:: ACTIVITY ::
Reproduce the records below exactly as given.

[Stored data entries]
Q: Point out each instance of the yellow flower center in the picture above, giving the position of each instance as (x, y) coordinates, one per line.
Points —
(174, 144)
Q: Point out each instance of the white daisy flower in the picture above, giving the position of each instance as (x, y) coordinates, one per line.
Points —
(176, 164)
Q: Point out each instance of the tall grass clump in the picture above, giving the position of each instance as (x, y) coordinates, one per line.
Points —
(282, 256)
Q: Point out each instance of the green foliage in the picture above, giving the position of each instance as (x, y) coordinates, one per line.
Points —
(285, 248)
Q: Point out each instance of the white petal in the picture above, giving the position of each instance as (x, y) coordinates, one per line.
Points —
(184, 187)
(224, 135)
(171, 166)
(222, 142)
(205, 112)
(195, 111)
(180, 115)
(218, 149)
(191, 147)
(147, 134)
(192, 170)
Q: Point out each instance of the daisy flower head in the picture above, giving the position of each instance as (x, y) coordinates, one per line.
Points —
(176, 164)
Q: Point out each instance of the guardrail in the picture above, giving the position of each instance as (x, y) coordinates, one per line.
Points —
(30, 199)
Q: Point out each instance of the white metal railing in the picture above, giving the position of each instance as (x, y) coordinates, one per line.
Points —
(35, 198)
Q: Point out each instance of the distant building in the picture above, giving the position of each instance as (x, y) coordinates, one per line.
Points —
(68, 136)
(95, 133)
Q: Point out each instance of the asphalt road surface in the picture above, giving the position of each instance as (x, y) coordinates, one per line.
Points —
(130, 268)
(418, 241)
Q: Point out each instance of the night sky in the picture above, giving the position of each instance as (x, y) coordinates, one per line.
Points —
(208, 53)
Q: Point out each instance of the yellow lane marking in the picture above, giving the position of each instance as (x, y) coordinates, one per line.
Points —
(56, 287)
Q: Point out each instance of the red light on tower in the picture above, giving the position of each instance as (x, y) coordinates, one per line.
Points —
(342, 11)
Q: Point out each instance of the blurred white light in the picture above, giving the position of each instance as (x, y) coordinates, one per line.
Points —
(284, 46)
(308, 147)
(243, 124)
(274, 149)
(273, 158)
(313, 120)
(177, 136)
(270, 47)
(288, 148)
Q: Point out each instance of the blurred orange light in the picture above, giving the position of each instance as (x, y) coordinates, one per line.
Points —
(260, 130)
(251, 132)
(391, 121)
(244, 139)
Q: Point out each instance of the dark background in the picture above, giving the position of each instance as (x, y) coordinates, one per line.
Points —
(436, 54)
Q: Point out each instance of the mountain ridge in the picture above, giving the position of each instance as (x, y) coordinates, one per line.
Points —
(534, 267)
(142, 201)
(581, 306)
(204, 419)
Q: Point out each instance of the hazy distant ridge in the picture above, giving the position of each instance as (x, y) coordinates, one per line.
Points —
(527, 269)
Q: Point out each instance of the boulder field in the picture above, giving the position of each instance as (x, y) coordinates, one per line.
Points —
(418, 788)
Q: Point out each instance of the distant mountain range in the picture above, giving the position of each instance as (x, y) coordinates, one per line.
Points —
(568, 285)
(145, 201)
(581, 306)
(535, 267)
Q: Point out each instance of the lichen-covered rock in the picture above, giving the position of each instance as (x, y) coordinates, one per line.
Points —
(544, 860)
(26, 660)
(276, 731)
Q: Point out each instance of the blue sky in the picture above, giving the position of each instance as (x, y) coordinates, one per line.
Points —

:: COMPLETED TASK ::
Q: Point out each instance of the yellow flower center in the picture above, giving the position of each instance as (x, y) coordinates, one per line.
Points —
(174, 144)
Q: Point out each instance of the white daisy flower in the picture above, giving the position of each instance as (x, y) coordinates, one per line.
Points —
(176, 164)
Q: Point out each instance of the tall grass clump in the picture above, giving the position of each instance as (x, y) coordinates, one per line.
Points —
(282, 256)
Q: Point out each instance of the green foliage in the picture above, giving the position of each instance as (x, y) coordinates, one per line.
Points —
(285, 248)
Q: Point out each instance of the white petal in the picture above, giving the position of each instance as (x, y) coordinates, one per line.
Points —
(184, 187)
(224, 135)
(171, 166)
(222, 142)
(205, 112)
(195, 111)
(180, 115)
(218, 149)
(191, 147)
(147, 134)
(192, 170)
Q: Point out each instance of the daisy flower head in the picture above, giving the position of each instance as (x, y) coordinates, one per line.
Points —
(176, 164)
Q: Point out each instance of the guardrail in the picture above, giving the position of each instance as (x, y) coordinates, one per line.
Points —
(30, 199)
Q: Point out each instance of the white metal railing in the picture above, giving the position of each instance as (x, y) coordinates, one per line.
Points —
(35, 198)
Q: Point out each instance of the distant building in the picture above, giving the position of each instance as (x, y) coordinates, one per line.
Points —
(68, 136)
(95, 133)
Q: Point out each instance of the asphalt road surface in the picture above, giving the position of each instance as (x, y) coordinates, one per line.
Points —
(130, 268)
(418, 241)
Q: Point out each instance of the night sky in the picture above, giving the position of each instance as (x, y) coordinates, one per line.
Points —
(208, 53)
Q: Point out each instance of the yellow lane marking in the picture above, giving the position of each instance as (x, y) coordinates, one per line.
Points —
(56, 287)
Q: Point out each instance of the red light on tower in the picture above, giving the position of each instance as (x, y) coordinates, one per line.
Points —
(342, 11)
Q: Point out each instance of the blurred white light in the picture above, giving the position of each instance as (x, y) coordinates, one per line.
Points —
(284, 46)
(308, 147)
(243, 124)
(274, 149)
(273, 158)
(313, 120)
(177, 136)
(270, 47)
(288, 148)
Q: Point out each instance of the blurred orange light in the picture above, giving the position of each instance as (x, y) coordinates, one per line.
Points —
(260, 130)
(251, 132)
(391, 121)
(244, 139)
Q: Point out each instance of the dark background in the picture above, giving the position of each instance as (x, y) coordinates, one per line.
Points —
(436, 54)
Q: Point out each instance of the mountain ridge in the picture above, giving the position of each instance as (x, y) coordinates, one per line.
Points —
(534, 267)
(142, 201)
(581, 306)
(204, 419)
Q: Point out each instance of the hazy distant ridge in the picture above, giving the position of each instance as (x, y) coordinates, one per line.
Points —
(527, 269)
Q: Point out each instance of the boulder field in the picture above, giving the position of each instance as (x, y) coordinates, one per line.
Points —
(418, 788)
Q: Point out each instance of the distant mountain range in the picture above, giving the position of each instance as (x, y) coordinates, one per line.
Points —
(568, 285)
(145, 201)
(581, 306)
(535, 267)
Q: Point out each instance of the lichen-covered rock in the picture above, giving the position of each instance as (x, y) coordinates, one per line.
Points —
(544, 860)
(26, 660)
(276, 731)
Q: Point out each instance of the blue sky in the picture above, giving the position of each instance as (x, y) coordinates, one per line.
Points —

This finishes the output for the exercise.